*INSTRUCTIONS*:
(a) In the bobcat trapping article below, how would you rewrite the paragraph beginning "The Athens City Council passed a resolution" more briefly while keeping its main facts?
(b) According to the bobcat trapping article below, in what part of Ohio would the proposed trapping season open?
(c) Continue the bobcat trapping article below, starting after its last sentence.

Environmental activists, science educators and the Athens Ohio City Council are teaming up against a controversial new proposal by the Ohio Department of Natural Resources Division of Wildlife (ODNRDOW) to open a bobcat trapping season in the southeastern part of the state, The New Political reported Wednesday.
The Athens City Council passed a resolution opposing the measure Monday night, citing concerns that bobcats were taken off the state's threatened and endangered species list less than four years ago and that not enough research has been done to determine if the newly-growing populations can sustain a trapping season, according to a copy of the resolution obtained by EcoWatch. The city council also looked to prevent similar proposals in the future, urging "the State of Ohio to declare the bobcat a protected species and ban all hunting and trapping of this wonderful animal for all Ohioans now and in the future."
The resolution notes that bobcats do not overpopulate.
"I like the idea that there's wild animals in the woods," Athens City Councilman Jeff Risner told The Post. "They're worth more to me alive than they are dead."
The resolution further notes that the trapping proposal contradicts the ODNRDOW's own research plans.

*SUPPLIED DATA*:
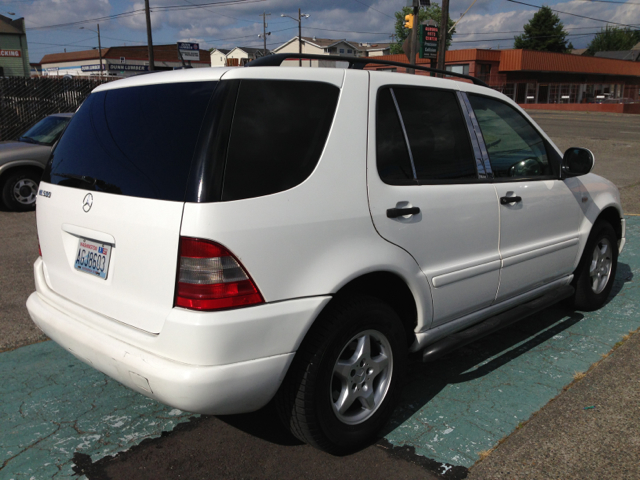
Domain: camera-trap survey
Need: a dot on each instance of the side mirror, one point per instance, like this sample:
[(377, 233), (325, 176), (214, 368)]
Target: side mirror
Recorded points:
[(577, 161)]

*RESPONSES BY TASK*:
(a) On Monday night, the Athens City Council passed a resolution opposing the bobcat trapping proposal. Its reasons were that bobcats came off the state's threatened and endangered species list less than four years ago and that too little research has been done to show whether the growing populations can sustain a trapping season. The council also urged the State of Ohio to declare the bobcat a protected species and to ban all hunting and trapping of it now and in the future.

(b) The southeastern part of the state.

(c)
In an October 2017 report, the department wrote, "Little is known about the density and distribution of bobcats in Ohio, as well as the population trajectory, and which areas act as source populations. Such information is critical before decisions are taken on opening a trapping season and the maximum yearly take."
The ODNR entered into a contract with the Ohio University in August 2017 to conduct such a study, which will take four years to complete.
"So why the rush and sudden turn-around??," Heather Cantino, an environmental educator and vice chair of the Buckeye Forest Council board who drafted the council resolution, asked in The Athens' News Readers Forum. "Politics and pressure from the Ohio Trappers Association seem to be trumping the DOW's own recent science-based plan to protect Ohio's top native predator species," she wrote.
Chapter 1501:31-16 of the Ohio Revised Code values a bobcat at $500.
Bobcats are making a comeback in Ohio—there were 499 verified sightings in 2017, The Columbia Dispatch reported. "We're confident the population is secure," ODNR wildlife management and research executive administrator Mike Reynolds told The Dispatch.
The proposed trapping season would last from November 2018 to January 2019 and end once a maximum of 40 bobcats are trapped in the east and 20 in the south, where Athens is located, The Dispatch reported.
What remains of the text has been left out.